**EXTRACT PROVIDED:**
=======
JIT was precisely the issue I was thinking was causing this. One thing may be 
necessary, that is to ensure you sync the disk image before taking your 
checkpoint.

gem5’s debug flags should help you identify something like a hang, for example 
an ExecAll trace. A SyscallAll trace would most likely help you understand 
better what the JIT is doing.

From: gem5-users <[email protected]> On Behalf Of Da Zhang
Sent: Thursday, July 19, 2018 11:15 AM
To: gem5 users mailing list <[email protected]>
Subject: Re: [gem5-users] dacapo (java) benchmark suite encounters "SIGSEGV" 
and "null exception" during timing mode (fs mode) after restarting from a 
checkpoint

Thanks for the suggestions.
I have been trying a couple of solutions (I only test for  a small subset of 
decapo benchmark suite, which encounters segfault with O3CPU):

1. using TimingSimpleCPU: no segfaults
2. disable COW layer and write on the disk image when taking checkpoint: there 
are still segfaults
3. take checkpoints with JIT compiler disabled (20x slowdown): no segfaults
4. take checkpoints during atomic mode (without warming up JIT): no segfaults
5. take checkpoints with Java OOPs compress disabled: there are still segfaults

One thing that I can't tell is if the benchmark hangs since there is no 
printing during the execution. Is there a statistic I can use to tell if the 
benchmark hangs?

So far, all my experiments are running using 1CPU (even some benchmarks are 
multithreading). I attempted to take some checkpoints with more CPUs with KVM 
CPU. But unfortunately, I got some "rcu_sched self-detected stall on CPU" 
issues. Any idea?

On Mon, Jul 16, 2018 at 5:47 PM Gutierrez, Anthony 
<[email protected]<mailto:[email protected]>> wrote:
Da,

Do you encounter the segfault only when restoring from a checkpoint? That is, 
if you do not use checkpoints can any DaCapo benchmark successfully complete 
under one of the simple CPU models (and not just KVM CPU)?

If so, you may want to get a syscall trace (e.g., using strace) to see what 
sorts of files the JVM is trying to read etc. It’s possible that the VM 
generates some files that it will read back later. If you use checkpoints, due 
to the disk image COW layer, I do not believe any disk updates are 
checkpointed, thus these files will not persist, which could lead to some weird 
segfault issues. Not sure if this is happening in your case, but it may be 
worth investigating.

I created some of the original Android disk images, and the original DaCapo 
image, and at that time I would typically run the benchmarks thru the FS mode 
and Atomic CPU once, with the COW layer disabled, in order to generate the 
needed files on the disk image and have them persist. This was entirely for 
performance, however, to prevent the VMs from regenerating the same files for 
each run, but I can envision it causing issues during runtime as well. In 
particular, it seems you’re code is faulting while doing some XML 
serializing/deserializing, perhaps the xml file it is looking for is gone?
=======
**SHORT EXERCISE 1:** Render the records as a numbered list, covering only the stretch from the line containing "Drop one dot on each instance of the flower bud" through the end of the records. Skip blank lines and leave out the pictures.

[Object point labels]
=======
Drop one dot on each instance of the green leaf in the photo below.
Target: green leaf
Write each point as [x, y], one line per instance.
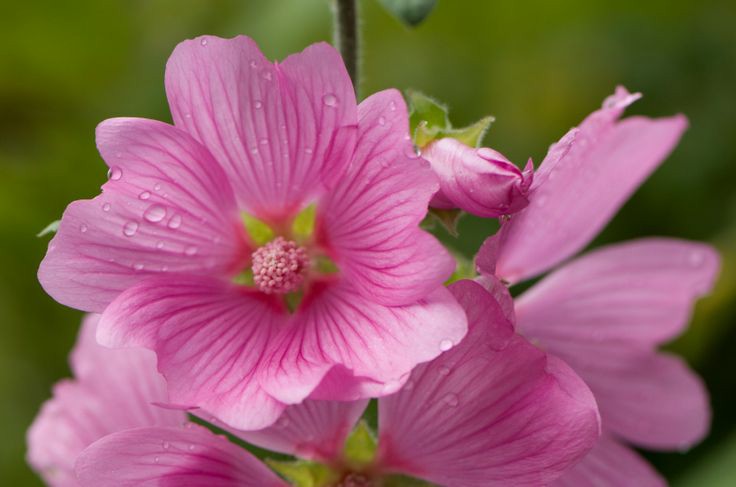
[303, 474]
[427, 110]
[471, 135]
[360, 447]
[258, 230]
[303, 225]
[411, 12]
[50, 228]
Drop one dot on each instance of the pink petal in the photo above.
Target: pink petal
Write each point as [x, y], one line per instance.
[211, 340]
[582, 182]
[480, 181]
[493, 411]
[280, 131]
[113, 391]
[189, 456]
[637, 295]
[313, 430]
[371, 218]
[611, 464]
[166, 208]
[603, 314]
[654, 401]
[376, 344]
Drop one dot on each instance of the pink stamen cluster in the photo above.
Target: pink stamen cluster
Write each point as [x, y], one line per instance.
[279, 266]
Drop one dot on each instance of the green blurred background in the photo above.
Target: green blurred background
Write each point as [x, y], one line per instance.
[538, 66]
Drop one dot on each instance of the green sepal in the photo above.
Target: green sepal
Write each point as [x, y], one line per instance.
[410, 12]
[50, 228]
[303, 225]
[325, 265]
[360, 447]
[472, 135]
[245, 278]
[447, 218]
[427, 110]
[302, 473]
[259, 231]
[404, 481]
[464, 269]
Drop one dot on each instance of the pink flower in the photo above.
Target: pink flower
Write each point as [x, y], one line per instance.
[494, 410]
[605, 313]
[480, 181]
[113, 392]
[328, 289]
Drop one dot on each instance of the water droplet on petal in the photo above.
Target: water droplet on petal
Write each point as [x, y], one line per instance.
[451, 399]
[155, 213]
[130, 228]
[330, 100]
[445, 345]
[175, 222]
[114, 173]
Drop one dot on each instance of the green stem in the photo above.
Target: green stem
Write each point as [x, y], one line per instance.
[346, 35]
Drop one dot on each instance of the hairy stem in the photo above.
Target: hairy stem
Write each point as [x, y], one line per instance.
[346, 35]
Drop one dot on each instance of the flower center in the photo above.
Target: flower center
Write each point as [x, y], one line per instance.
[279, 266]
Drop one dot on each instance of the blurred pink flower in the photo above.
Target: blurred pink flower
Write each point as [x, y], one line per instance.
[480, 181]
[606, 312]
[113, 391]
[494, 410]
[159, 252]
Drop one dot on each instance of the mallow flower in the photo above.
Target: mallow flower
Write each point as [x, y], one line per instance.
[494, 410]
[605, 313]
[266, 246]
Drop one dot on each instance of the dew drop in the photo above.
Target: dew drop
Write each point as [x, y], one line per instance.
[155, 213]
[130, 228]
[114, 173]
[445, 345]
[330, 100]
[451, 399]
[174, 222]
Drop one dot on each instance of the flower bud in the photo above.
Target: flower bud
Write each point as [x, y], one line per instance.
[479, 181]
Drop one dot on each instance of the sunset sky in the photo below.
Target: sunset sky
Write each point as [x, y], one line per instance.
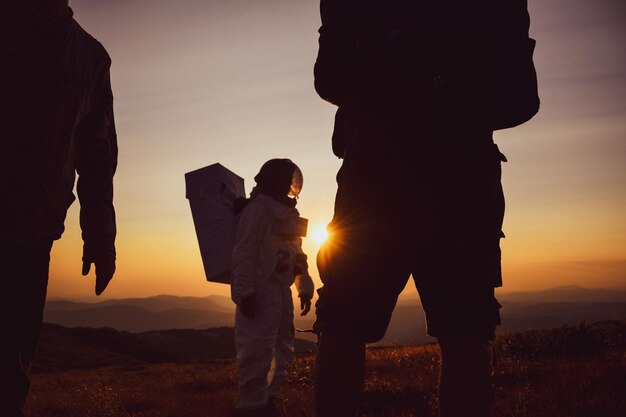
=======
**SHORT EXERCISE 2:** Quote the gem5 mailing-list thread word for word, giving the stretch from "One thing that" through "issues. Any idea?".

**FULL OUTPUT 1:**
1. Drop one dot on each instance of the flower bud in the photo above.
2. Target: flower bud
3. Write each point as [x, y], one line per instance.
4. [479, 181]
5. Drop one dot on each instance of the sunset sky in the photo below.
6. Target: sunset sky
7. Write each point as [x, y], one line per instance.

**FULL OUTPUT 2:**
One thing that I can't tell is if the benchmark hangs since there is no 
printing during the execution. Is there a statistic I can use to tell if the 
benchmark hangs?

So far, all my experiments are running using 1CPU (even some benchmarks are 
multithreading). I attempted to take some checkpoints with more CPUs with KVM 
CPU. But unfortunately, I got some "rcu_sched self-detected stall on CPU" 
issues. Any idea?